→ PROBLEM STATEMENT
Render every line of the records below as a JSON list of strings, one string per line, skipping blank lines. Leave the pictures out of the answer.

[Entries for pointing and labeling]
= = = = = = =

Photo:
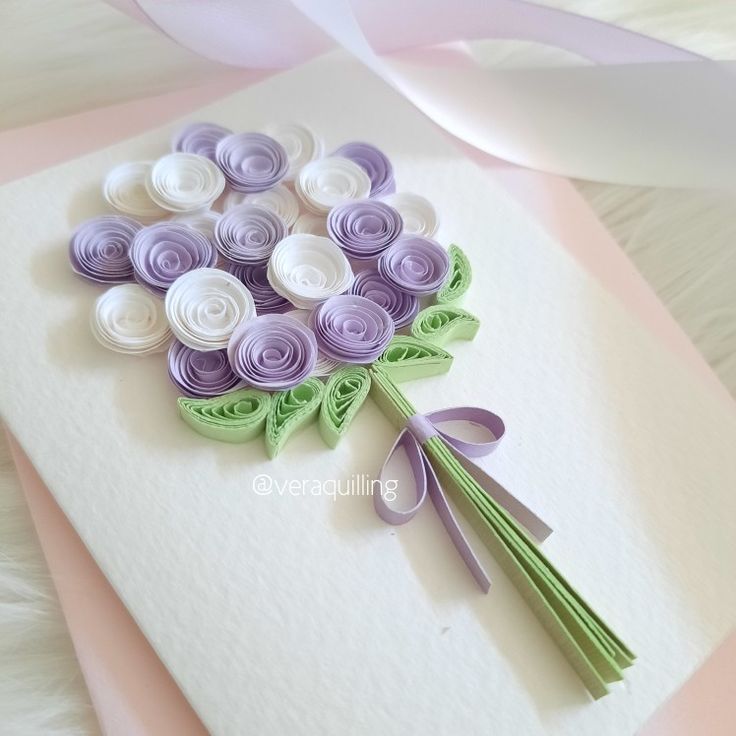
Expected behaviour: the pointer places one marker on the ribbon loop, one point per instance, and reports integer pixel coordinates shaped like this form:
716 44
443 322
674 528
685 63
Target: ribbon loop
419 429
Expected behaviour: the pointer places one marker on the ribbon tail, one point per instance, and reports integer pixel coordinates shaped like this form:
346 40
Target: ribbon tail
518 509
444 511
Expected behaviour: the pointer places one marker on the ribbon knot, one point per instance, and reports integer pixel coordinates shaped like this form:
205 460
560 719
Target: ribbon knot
418 430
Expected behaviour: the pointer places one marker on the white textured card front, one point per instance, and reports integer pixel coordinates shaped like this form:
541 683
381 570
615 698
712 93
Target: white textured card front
287 612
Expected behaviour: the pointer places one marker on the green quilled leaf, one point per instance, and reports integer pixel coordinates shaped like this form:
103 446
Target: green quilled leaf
590 646
345 392
407 358
459 278
291 410
439 324
235 417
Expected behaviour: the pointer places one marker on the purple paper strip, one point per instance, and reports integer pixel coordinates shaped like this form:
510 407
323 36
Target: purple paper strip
365 228
200 138
401 307
352 329
273 352
99 249
375 163
249 233
415 265
251 162
200 374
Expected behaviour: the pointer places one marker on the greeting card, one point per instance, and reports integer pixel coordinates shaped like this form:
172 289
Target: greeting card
260 572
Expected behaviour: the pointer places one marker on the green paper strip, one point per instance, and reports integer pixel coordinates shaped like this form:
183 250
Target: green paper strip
439 324
407 358
594 651
345 393
291 410
235 417
459 278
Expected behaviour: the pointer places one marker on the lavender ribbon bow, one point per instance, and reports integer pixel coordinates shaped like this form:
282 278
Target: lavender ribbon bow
420 428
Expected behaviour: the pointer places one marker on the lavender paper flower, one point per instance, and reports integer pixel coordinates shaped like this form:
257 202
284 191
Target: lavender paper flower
273 352
402 307
200 138
200 374
249 233
415 265
251 162
352 328
162 252
364 229
375 162
255 278
99 249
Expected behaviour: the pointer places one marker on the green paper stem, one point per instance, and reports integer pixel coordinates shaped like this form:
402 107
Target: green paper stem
594 651
459 278
235 417
407 358
439 324
345 392
290 411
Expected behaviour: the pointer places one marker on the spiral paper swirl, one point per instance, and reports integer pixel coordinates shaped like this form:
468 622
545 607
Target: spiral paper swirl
251 162
327 182
401 306
184 182
200 374
248 233
255 278
364 229
274 352
200 138
415 265
352 328
162 252
204 306
307 269
127 319
374 162
99 249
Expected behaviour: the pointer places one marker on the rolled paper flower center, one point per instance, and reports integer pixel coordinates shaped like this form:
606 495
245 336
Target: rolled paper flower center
162 252
352 328
415 265
327 182
205 305
273 352
98 249
365 228
401 306
307 269
200 374
184 182
127 319
251 162
375 163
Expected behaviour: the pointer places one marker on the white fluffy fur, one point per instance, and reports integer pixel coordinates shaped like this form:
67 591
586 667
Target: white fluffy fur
681 241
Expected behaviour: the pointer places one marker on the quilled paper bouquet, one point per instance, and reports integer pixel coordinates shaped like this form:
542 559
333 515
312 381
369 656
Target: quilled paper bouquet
286 286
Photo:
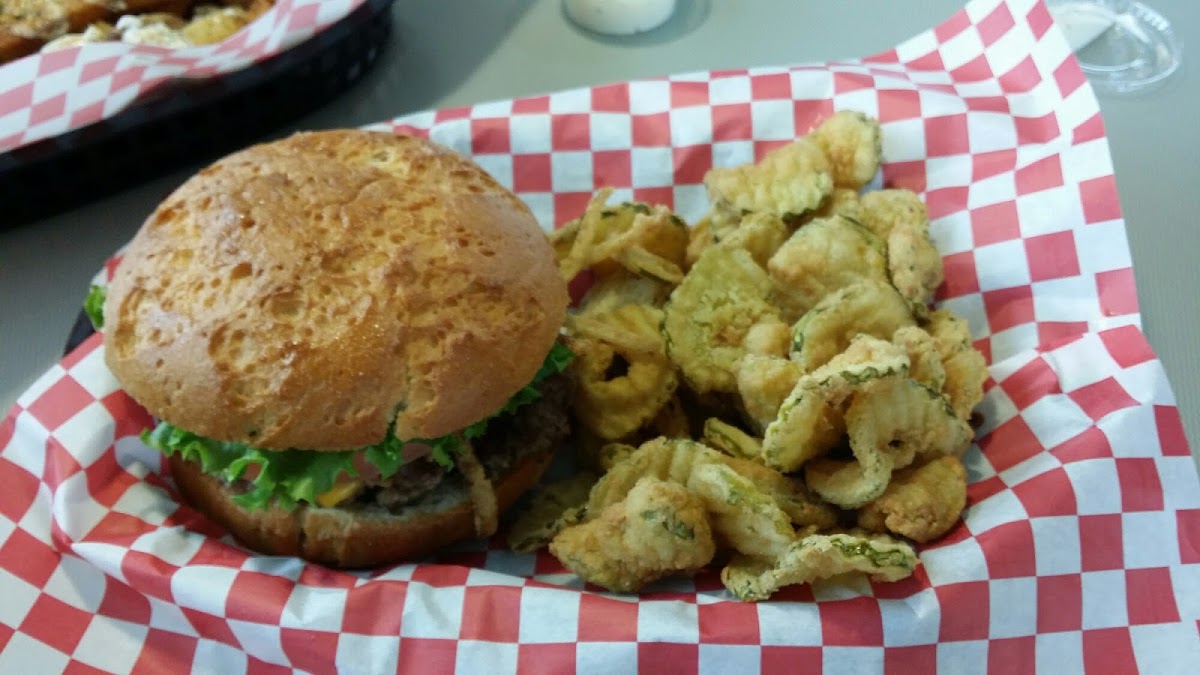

= = = = = = =

→ FULL SOLUTION
[
  "Photo:",
  "Expected behaviour: the pointer places one marker on the ribbon loop, one point per instance, and reports integer pixel coordinates shaped like this form:",
  "716 44",
  "443 322",
  "674 528",
  "685 63",
  "Target: ribbon loop",
  "419 429",
  "Expected behaviour: the pointer places one marker on the ribbon tail, one point per instance, and reports integer pixel coordinates shaped like this form:",
  "346 40",
  "Target: ribbon tail",
  "518 509",
  "444 511",
  "Expected behaviour: the pointer places one marker on the ribbon knot, one point per instance, and reports integer pixel coordinates shaped like this form:",
  "205 460",
  "560 719",
  "Target: ribbon knot",
  "418 430",
  "Expected behaviour: the pointer places one marker on the white textured card front, one point per instance, and reports integer pixel coordinates shaped like this form:",
  "541 683",
  "381 570",
  "615 698",
  "712 93",
  "Target: white textured card front",
  "287 612",
  "Expected behaviour: the pointer places one marker on the green quilled leaf, one point per instance, and reports integer pixel coordinates shaped like this form:",
  "103 446",
  "Target: green quilled leaf",
  "590 646",
  "345 392",
  "407 358",
  "459 278",
  "291 410",
  "439 324",
  "235 417",
  "Expected behaviour: the pointer places one marker on the purple paper strip, one point per instance, and reports integer pixel coordinates shaped like this form:",
  "510 407",
  "323 36",
  "Target: purple paper strip",
  "365 228",
  "200 138",
  "401 307",
  "352 329",
  "273 352",
  "99 249",
  "375 163",
  "249 233",
  "415 265",
  "251 162",
  "200 374",
  "Expected behaviour: the pointer places one marker on the greeting card, one point per instance, and reports integer pixel coordinates shaped like this form:",
  "172 289",
  "Target: greeting card",
  "260 572",
  "Expected behaviour: the pointer places one marker on the green paper strip, one point per instance, and reports integer pixel coordinates shaped like this form:",
  "183 250",
  "Target: green paper strip",
  "439 324",
  "407 358",
  "594 651",
  "345 393",
  "291 410",
  "235 417",
  "459 278",
  "Expected behaviour: the pointer places one marker on the lavender ribbon bow, one point per instance, and reports integer pixel coordinates shaped like this form:",
  "282 278",
  "Target: lavender ribbon bow",
  "420 428",
  "Expected behaviour: the pointer places one marker on the lavender paper flower, one point per instance, and reports integer pixel coordinates shaped like this form:",
  "257 202",
  "284 191",
  "Target: lavender paper flower",
  "273 352",
  "402 307",
  "200 138",
  "200 374",
  "249 233",
  "415 265",
  "251 162",
  "352 328",
  "162 252",
  "364 229",
  "375 162",
  "255 278",
  "99 249",
  "Expected behaviour: the pointer places one marker on the green paper stem, one point per instance, and reports integer pixel coordinates shaped like this form:",
  "402 107",
  "Target: green paper stem",
  "594 651",
  "459 278",
  "235 417",
  "407 358",
  "439 324",
  "345 392",
  "290 411",
  "Expected behaviour: the pointer places one marker on the spiral paper swirl, one point per instance, and reports integer pixel coordinates shaped like this form:",
  "468 622",
  "545 607",
  "Target: spiral paper swirl",
  "251 162",
  "327 182",
  "401 306",
  "184 182",
  "200 374",
  "248 233",
  "255 278",
  "364 229",
  "274 352",
  "200 138",
  "415 265",
  "352 328",
  "162 252",
  "204 306",
  "307 269",
  "127 319",
  "374 162",
  "99 249",
  "Expected behaviour: the pointer places one marker on the rolled paper flower center, one point per instance, and reports integer pixel coordinates shaped like this form:",
  "606 495",
  "245 336",
  "Target: rolled paper flower center",
  "162 252",
  "352 328",
  "415 265",
  "327 182",
  "205 305",
  "273 352",
  "98 249",
  "365 228",
  "401 306",
  "307 269",
  "200 374",
  "184 182",
  "127 319",
  "251 162",
  "375 163",
  "Expected behaviour: the pointer places one marker on the white fluffy fur, one point per instance, and reports integer pixel coordinates shaped like this form:",
  "67 591",
  "586 667",
  "Target: white fluffy fur",
  "681 241",
  "Expected behaviour: the pointer places one marker on the quilled paper bouquet, one point per instance, and reports integer pixel coordinates shaped like this form:",
  "542 559",
  "333 515",
  "312 381",
  "369 656",
  "Target: quilled paper bouquet",
  "286 286",
  "Photo:"
]